REQUIRED ACTIONS:
(a) In the forum thread about ugly cycling kits, why does JCavilia wear bright colors?
(b) Carry on the forum thread about ugly cycling kits from its final post.

# Colors you would never wear or designs that are ugly



## pittcanna (Oct 2, 2014)

So today on amazon, i see some off the wall kits. Below is a kit that is kinda cool but kinda out there to wear on a group ride.

http://www.amazon.com/Weelly-Cyclin..._p_img_10?ie=UTF8&refRID=16G3VPGAGZCFQQSF5HDK


----------



## tlg (May 11, 2011)

That *IS *out there to wear on *ANY *ride.


----------



## JCavilia (Sep 12, 2005)

Ugly, like beauty, is in the eye of the beholder. I don't find that especially offensive, but I wouldn't wear it because of the colors. It's essentially brown camoflage. I wear bright colors, to be seen better. No black, gray, brown, etc. for me. I also only wear plain black shorts, since they go with anything.

So I guess I don't have any "kits." I have shorts, and I have jerseys.


----------



## ColaJacket (Apr 13, 2015)

I thought only Cougar cyclist wore that kit. 

GH


----------



## Camilo (Jun 23, 2007)

That is one ugly set, but at least it's not festooned with "sponsor" logos, worn by someone who is not part of a team.


----------



## Pirx (Aug 9, 2009)

Colors or designs I would never wear? Anything this guy pittcanna wears...


----------



## pittcanna (Oct 2, 2014)

Pirx said:


> Colors or designs I would never wear? Anything this guy pittcanna wears...


I got mostly normal kits lol.

I just like to spice things up LOL.


----------



## Shuffleman (Sep 4, 2013)

That screams New Jersey to me. More specifically, New Jersey Cougar.
I only have black road shorts but I am not sure why as I have different colors for mtb shorts.

RECORDED INFORMATION:
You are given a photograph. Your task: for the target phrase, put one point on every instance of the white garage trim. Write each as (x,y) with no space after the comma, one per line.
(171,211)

ANSWERS:
(a) To be seen better.

(b)
I personally will not wear any Jersey that is all lettered up like a Nascar uniform. I will wear Yellow, red, orange, pink and etc. but I prefer just simply and basic bright colors. Of course, that is just me and I am kind of vanilla. I do find it awesome when somebody in my group wears something outlandish like that as it always opens the door for some good hearted ribbing, which always tends to go around and come around.
I do see plenty of shirts like that at the Jacksonville Jaguars games but those would be teal and black, not brown and black.


----------



## junior1210 (May 2, 2013)

Nothing wrong with that kit........providing you have the skill and strength to be in the top 20 of the Cat 1 Peloton. They'd look just as stupid as everyone else would, but they'd be fast enough to pull away from the critics.


----------



## Jay Strongbow (May 8, 2010)

The fact it's esentially a camouflage pattern makes it pretty stupid. Especially in the autumn.


----------



## Mapei (Feb 3, 2004)

I don't like the kit not because it's garish, but because it is trite. Any kit with an oversized cartoony graphic pushes that bad button within me. 

On the other hand, I truly enjoy kits littered with sponsors' names and symbols -- the billboard ones. The more exotic and obscure the names on the kit, the better. The sheer number of names and symbols causes the eye to stop focusing on individual details and instead to just enjoy the overall wash of color and form. It becomes abstract art.


----------



## ColaJacket (Apr 13, 2015)

Abstract Art - Hmm. Sell 4 different versions on a Jersey with the famous Andy Warhol painting of her. One different jersey for each corner.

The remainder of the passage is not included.